• **Page**:
Wednesday, May 14, 2014

my thoughts {goodbyes}

goodbyes are one of the hardest things for me. in the past, I have not done these well, & it's actually cost me a few friendships. there is a balance between being overly dramatic with them or being cold-hearted, & I tend to lean more towards the cold-hearted side. how is one supposed to balance these things well? it's not that I am a robot or have a black, cold heart, but I am uncomfortable with showing a lot of emotion in front of others. typically, I become "numb" inside when I'm going through something hard, like goodbyes. this numbness looks like happy & care-free on the outside, but it can come across as fake or heartless.

fortunately, I have had the chance to slowly process these goodbyes since last October when I realized there would actually be goodbyes. there have been breakdowns & sad days mixed with the excitement & nervous energy of the unknown. I keep telling people, "this isn't goodbye! you aren't rid of me that easily!", but while that is 100% true, I also have moved around enough to know that those relationships change. that kind of change is hard. it's the change in relationships that will no-doubt cause sadness in the days to come, but for right now, I'm trying not to focus on that. I'm choosing to focus on today & squeeze as much out of these today's as I can because there's no benefit in being sad now! there is, however, benefit in savoring every moment I get with these people I will miss so much later because today I live life with them! and tomorrow? well, tomorrow we will cross that bridge when it comes.

coming soon: graduation season, training, & {yoga} lately

Monday, May 12, 2014

birthday post

so I turned twenty-five today. I am seriously blessed with the best when it comes to friends! they know me all too well that I'd rather have a Beyoncé cake than anything with happy birthday, & I love it. when I was little, it felt weird on my birthday because I never felt any older or different. I always wondered what it would be like to actually FEEL a different age, and today I know. twenty-five sounds ancient to junior high kids. to people in college it sounds like you have your life together. to people around my age, it is a fun, maturing year. to those older than me, it sounds young & like I've got my whole life ahead of me. I can officially say that I feel all of those things at once, and it's just strange. the name behind this blog is based off of the goals I made for "before twenty-five". my goals were: 1. become more flexible (specifically do the splits), 2. read a book per month, & 3. become more spontaneous. honestly, the one I did the best in was becoming more spontaneous & I have my incredible friends to thank for that! the splits haven't happened... YET, but you better believe I'll get those down soon **I'm soooo close** reading a book per month did not happen, but I'm going to blame that one on studying for the LSAT.

(Collected data)
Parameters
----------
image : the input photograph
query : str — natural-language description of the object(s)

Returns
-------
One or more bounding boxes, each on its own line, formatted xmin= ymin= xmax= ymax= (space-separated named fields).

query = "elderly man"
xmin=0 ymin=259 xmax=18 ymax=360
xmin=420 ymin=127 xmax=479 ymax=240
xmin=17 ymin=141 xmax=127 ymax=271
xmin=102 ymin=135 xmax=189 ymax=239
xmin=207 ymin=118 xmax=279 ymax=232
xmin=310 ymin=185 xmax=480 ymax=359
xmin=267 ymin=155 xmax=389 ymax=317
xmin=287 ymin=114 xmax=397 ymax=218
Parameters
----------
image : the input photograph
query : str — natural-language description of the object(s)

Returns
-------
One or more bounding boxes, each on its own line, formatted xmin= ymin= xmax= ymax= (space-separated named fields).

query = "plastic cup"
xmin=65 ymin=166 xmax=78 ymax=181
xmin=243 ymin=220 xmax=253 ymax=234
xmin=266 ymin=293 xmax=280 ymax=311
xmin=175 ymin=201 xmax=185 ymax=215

• **Task details**: Extend the blog text above about goodbyes and turning twenty-five, starting right after its last sentence.

• **Output for this task**:
I enjoyed twenty-four, and I believe a huge part of that was figuring out what my goals for the year were. so, I will be doing that again. since I will begin law school this August, these goals are going to be less academic & more all-around health based. here they go: 1. run two half-marathons (first one is 8/29 in Virginia Beach), 2. standing splits & king cobra backbend, 3. take a full day once per month to breath & not think about school, 4. take an overnight trip alone, & 5. wear high heels & dress nice whenever I feel like it. here's to another year of growing & living life to the fullest!!

Friday, May 9, 2014

life lessons

there have been a lot of long posts lately. so, for all of you that like to read the bottom-line, here you go. ten life lessons {lately}.

1. being single is WAY ok. make the most of this precious gift of time.
2. having fun friends who like to travel & be spontaneous is the best.
3. friends who love you & challenge you are important to have in life.
4. following God's will is really hard sometimes, but it's the only place real satisfaction is found.
5. all people are valuable. they all have interesting stories. ask them.
6. setting goals in life can be a great motivation. don't freak out if you don't quite reach them.
7. allowing people to celebrate you is not going to kill you.
8. take time to breath & enjoy moments.
9. life lived worrying about other people's opinion of you is the pits. don't do it.
10. you will never really know what's around the corner in life. buckle up. trust the Lord. and enjoy the ride.

coming soon: my thoughts {goodbyes}, goals by twenty-six, and graduation season.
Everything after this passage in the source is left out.